**Set problem 1:**
For each statement below, (a), (b) and (c), say whether the fishing tournament thread agrees with it. Answer yes or no, and quote the deciding words from the thread. (a) The Heads Creek event is the club's second event of 2013. (b) The fish in the avatar of slingshot86 was photographed at Griffin Reservoir. (c) HAWGHUNNA expects about a dozen boats to show up.

═══ Excerpt to read

# LWBJF Ga. @ Heads Creek 1/26/13



## HAWGHUNNA (Jan 15, 2013)

Come on out to Heads Creek (AKA Griffin Reservoir), and join Wackem's - Lil' Water Bassin' "Georgia Division", for our second event of 2013. The season is young. Therefore the opportunity to finish in the top 6 and a shot at the LWBJF AOY title are still possible for a new team, that may be interested. 

Please visit our website for club information ..... http://www.freewebs.com/lwbassin/


----------



## slingshot86 (Jan 19, 2013)

im in....


----------



## Rattlin Rogue (Jan 19, 2013)

slingshot86 said:


> im in....



Slingshot, that wouldn't happen to be Griffin Res in your avatar?


----------



## slingshot86 (Jan 20, 2013)

no sir. city pond in barnesville . caught one just like her at griffin last feb. 6th tho....


----------



## Rattlin Rogue (Jan 20, 2013)

My mistake, If it was Griffin that would be a pile of trash in the background ... Nice fish though.


----------



## slingshot86 (Jan 20, 2013)

sad but true, R.R. its the non-sportsman that haunt the banks of that fine lake may one day cause it to be shut down.   and thank you. my best tournament fish ever . 7.8.


----------



## Rattlin Rogue (Jan 20, 2013)

nice un! See you there Saturday!


----------



## LIPS (Jan 20, 2013)

Turnout and results posted?


----------



## HAWGHUNNA (Jan 20, 2013)

LIPS said:


> Turnout and results posted!



What?  Are u trippin'? We don't fish tha Griff til next weekend.

Here's a practice report tho .... THEY ARE CHOMPIN'


----------



## LIPS (Jan 20, 2013)

HAWGHUNNA said:


> What?  Are u trippin'? We don't fish tha Griff til next weekend.
> 
> Here's a practice report tho .... THEY ARE CHOMPIN'


Oh, I thought it was this weekend.


----------



## HAWGHUNNA (Jan 20, 2013)

Turnout will probably be a dozen or so boats. The results should be okay, considering the 7 day weather forecast. Head's Creek is a good large mouth bass fishery.


----------



## revoslinger (Jan 20, 2013)

══════
═══ Data to use

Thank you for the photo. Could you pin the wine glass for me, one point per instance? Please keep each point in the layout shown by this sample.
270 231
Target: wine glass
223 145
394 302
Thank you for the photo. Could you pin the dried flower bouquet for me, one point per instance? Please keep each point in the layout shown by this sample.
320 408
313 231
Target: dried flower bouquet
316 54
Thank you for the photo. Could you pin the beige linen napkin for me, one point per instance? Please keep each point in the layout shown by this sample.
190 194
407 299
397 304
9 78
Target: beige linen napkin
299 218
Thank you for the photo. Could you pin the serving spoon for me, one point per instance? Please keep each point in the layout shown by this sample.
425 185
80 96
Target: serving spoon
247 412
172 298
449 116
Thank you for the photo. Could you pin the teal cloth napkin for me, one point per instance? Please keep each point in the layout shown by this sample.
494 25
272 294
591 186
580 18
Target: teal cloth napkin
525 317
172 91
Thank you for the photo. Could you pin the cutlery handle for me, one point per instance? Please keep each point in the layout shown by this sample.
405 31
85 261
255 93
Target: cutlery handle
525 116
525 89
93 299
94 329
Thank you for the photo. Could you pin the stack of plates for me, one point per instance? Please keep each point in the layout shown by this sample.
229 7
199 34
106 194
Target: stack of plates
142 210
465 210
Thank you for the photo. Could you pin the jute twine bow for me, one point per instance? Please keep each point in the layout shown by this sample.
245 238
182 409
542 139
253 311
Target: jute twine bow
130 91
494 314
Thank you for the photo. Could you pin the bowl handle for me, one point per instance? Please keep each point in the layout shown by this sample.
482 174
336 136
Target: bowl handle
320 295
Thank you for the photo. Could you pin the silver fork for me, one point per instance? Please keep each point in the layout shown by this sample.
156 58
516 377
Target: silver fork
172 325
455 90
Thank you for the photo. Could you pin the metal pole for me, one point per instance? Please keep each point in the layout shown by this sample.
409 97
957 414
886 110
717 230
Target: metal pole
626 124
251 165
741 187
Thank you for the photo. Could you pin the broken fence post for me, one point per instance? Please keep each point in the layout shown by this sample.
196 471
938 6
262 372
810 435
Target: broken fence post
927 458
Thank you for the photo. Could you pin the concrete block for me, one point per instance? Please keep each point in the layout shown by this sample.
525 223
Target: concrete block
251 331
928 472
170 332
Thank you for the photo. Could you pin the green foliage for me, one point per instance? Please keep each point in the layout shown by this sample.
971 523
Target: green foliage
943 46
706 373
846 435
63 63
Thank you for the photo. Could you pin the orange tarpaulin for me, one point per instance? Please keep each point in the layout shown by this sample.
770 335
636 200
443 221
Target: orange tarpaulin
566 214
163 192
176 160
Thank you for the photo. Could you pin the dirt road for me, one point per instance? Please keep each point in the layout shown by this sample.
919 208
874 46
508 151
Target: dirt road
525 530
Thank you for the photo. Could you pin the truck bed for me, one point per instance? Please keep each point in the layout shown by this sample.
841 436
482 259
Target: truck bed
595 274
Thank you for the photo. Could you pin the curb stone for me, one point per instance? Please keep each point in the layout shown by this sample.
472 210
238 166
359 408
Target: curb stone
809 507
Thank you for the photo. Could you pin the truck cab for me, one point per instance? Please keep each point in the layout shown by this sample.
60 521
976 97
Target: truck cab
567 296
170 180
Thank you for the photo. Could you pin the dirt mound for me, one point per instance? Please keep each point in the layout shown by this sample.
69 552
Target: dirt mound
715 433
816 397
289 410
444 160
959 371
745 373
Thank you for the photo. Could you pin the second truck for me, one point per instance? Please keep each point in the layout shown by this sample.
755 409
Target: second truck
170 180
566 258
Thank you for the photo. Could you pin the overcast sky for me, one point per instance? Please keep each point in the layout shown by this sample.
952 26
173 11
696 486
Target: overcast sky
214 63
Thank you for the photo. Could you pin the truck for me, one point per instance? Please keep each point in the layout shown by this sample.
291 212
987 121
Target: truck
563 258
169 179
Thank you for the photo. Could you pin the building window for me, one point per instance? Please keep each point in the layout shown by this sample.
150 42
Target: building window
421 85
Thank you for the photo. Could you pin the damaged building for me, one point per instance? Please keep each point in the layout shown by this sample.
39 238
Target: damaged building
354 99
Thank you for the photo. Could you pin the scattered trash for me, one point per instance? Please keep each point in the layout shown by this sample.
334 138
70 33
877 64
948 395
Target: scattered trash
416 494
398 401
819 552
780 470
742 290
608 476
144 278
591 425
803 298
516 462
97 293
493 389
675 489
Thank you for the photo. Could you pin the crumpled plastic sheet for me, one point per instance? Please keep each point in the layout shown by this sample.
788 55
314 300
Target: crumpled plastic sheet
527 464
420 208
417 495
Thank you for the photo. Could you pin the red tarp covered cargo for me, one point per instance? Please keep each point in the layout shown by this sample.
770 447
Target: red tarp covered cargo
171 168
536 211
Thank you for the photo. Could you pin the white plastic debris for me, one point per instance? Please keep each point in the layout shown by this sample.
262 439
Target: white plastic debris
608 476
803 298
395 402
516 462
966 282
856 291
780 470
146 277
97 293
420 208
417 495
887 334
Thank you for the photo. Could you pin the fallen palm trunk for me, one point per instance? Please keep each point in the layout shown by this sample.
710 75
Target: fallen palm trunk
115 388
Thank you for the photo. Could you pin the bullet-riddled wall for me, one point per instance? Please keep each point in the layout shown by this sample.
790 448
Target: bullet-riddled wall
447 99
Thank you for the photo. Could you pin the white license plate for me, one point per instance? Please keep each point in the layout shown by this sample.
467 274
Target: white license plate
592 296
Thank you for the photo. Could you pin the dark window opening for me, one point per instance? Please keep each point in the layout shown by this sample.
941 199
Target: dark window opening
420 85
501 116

══════

**Set problem 2:**
Return part of the rows verbatim. Begin at the line of the rows that contains "Thank you for the photo. Could you pin the red" and continue through the end of the rows.

**Correct output 1:**
(a) Yes: "for our second event of 2013"
(b) No: "no sir. city pond in barnesville"
(c) Yes: "Turnout will probably be a dozen or so boats."

**Correct output 2:**
Thank you for the photo. Could you pin the red tarp covered cargo for me, one point per instance? Please keep each point in the layout shown by this sample.
770 447
Target: red tarp covered cargo
171 168
536 211
Thank you for the photo. Could you pin the white plastic debris for me, one point per instance? Please keep each point in the layout shown by this sample.
262 439
Target: white plastic debris
608 476
803 298
395 402
516 462
966 282
856 291
780 470
146 277
97 293
420 208
417 495
887 334
Thank you for the photo. Could you pin the fallen palm trunk for me, one point per instance? Please keep each point in the layout shown by this sample.
710 75
Target: fallen palm trunk
115 388
Thank you for the photo. Could you pin the bullet-riddled wall for me, one point per instance? Please keep each point in the layout shown by this sample.
790 448
Target: bullet-riddled wall
447 99
Thank you for the photo. Could you pin the white license plate for me, one point per instance? Please keep each point in the layout shown by this sample.
467 274
Target: white license plate
592 296
Thank you for the photo. Could you pin the dark window opening for me, one point per instance? Please keep each point in the layout shown by this sample.
941 199
Target: dark window opening
420 85
501 116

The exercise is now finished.